■ **Задания**
- a) Ответьте на вопросы по отрывку о Кьеркегоре:
(i) Какого человека, по утверждению Кьеркегора, безусловно нет в датском королевстве?
(ii) Что, согласно другой записи в «Дневнике», имел для Кьеркегора каждый человек?
(iii) Какой ад подразумевается в словах о дороге, вымощенной «благими намерениями»?
- b) Перечислите всё, к чему, согласно вопросу автора в отрывке о Кьеркегоре, неизбежно привело бы человеческое разобщение, будь оно осуществимо.
- c) Продолжите отрывок о Кьеркегоре, начиная сразу после его последнего предложения.

■ **Отрывок**
════

Утверждая, что «в датском королевстве безусловно не живет ни один человек, обладающий таким чувством индивидуальности, каким обладаю я» (7, 624), Кьеркегор пытается при этом отмежеваться от эгоизма, разграничить «единичного» и «единственного». «Для меня каждый человек безусловно имел бесконечную ценность» — гласит другая его запись в «Дневнике» (7, 624). Но абсолютная «единичность», отсутствие каких-бы то ни было объединяющих людей общих социальных интересов, проповедуемые Кьеркегором, человеческое разобщение, будь оно реально осуществимым, разве не привели бы они неизбежно к bellum omnium contra omnes, к борьбе всех против всех, к индивидуалистической анархии, к деградирующему социальному распаду? Все дело в том, что человек, для которого все другие люди имеют бесконечную ценность, не может не заботиться о социальном строе, определяющем судьбы человечества. Без этого гуманистические заверения остаются пустыми словами, теми «благими намерениями», которыми вымощена дорога в ад (не тот потусторонний ад, которым запугивают безбожников, а посюсторонний, который и поныне царит на большей части земного шара).

════

■ **Перечень**
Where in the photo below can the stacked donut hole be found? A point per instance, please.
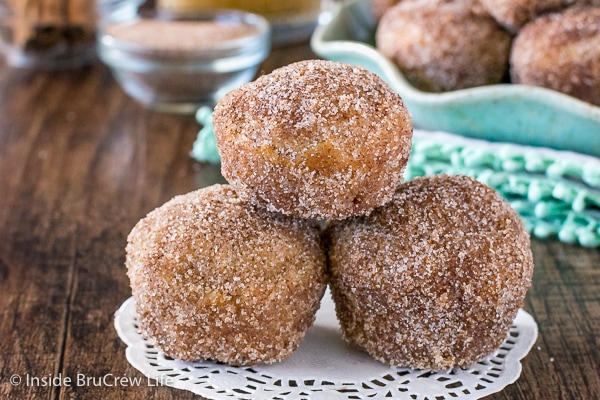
(424, 274)
(444, 45)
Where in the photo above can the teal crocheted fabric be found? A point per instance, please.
(556, 193)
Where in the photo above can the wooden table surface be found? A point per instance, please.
(81, 163)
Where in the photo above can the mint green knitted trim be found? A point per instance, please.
(556, 197)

════

■ **Ответы по порядку**
- a)
(i) Человека, обладающего таким же чувством индивидуальности, каким обладает сам Кьеркегор.
(ii) Бесконечную ценность.
(iii) Не потусторонний ад, которым запугивают безбожников, а посюсторонний, который и поныне царит на большей части земного шара.

- b)
1. Bellum omnium contra omnes, то есть борьба всех против всех.
2. Индивидуалистическая анархия.
3. Деградирующий социальный распад.

- c)
При таком подходе к отношению личности и общества единство, сплоченность, любой вид общественной организации подвергаются осуждению как противоречащие «единичности» и ограничивающие ее. Всякая социальная организованность независимо от преследуемых ею целей отождествляется с обезличивающей стадностью. На первый план в отношении к другим людям выдвигается стремление стать не таким, как все, не обычным. Коллективности с ее «дьявольским принципом нивелирования» (6, 17, 114) противопоставляется разобщение и дезорганизация. Приобщение каждой отдельной личности к достижениям культуры, овладение ею историческими достижениями цивилизации расцениваются Кьеркегором не как рычаги прогресса, способствующие развитию личности, ее восхождению на высшую ступень а как обезличивающие факторы. «...Культура, — по его словам, — делает людей незначительными, она совершенствует их как экземпляры, но лишает индивидуальности...» (7, 592), превращает большинство людей в «притупившиеся Я» (7, 628), в «дрессированных обезьян» (9, II, 149).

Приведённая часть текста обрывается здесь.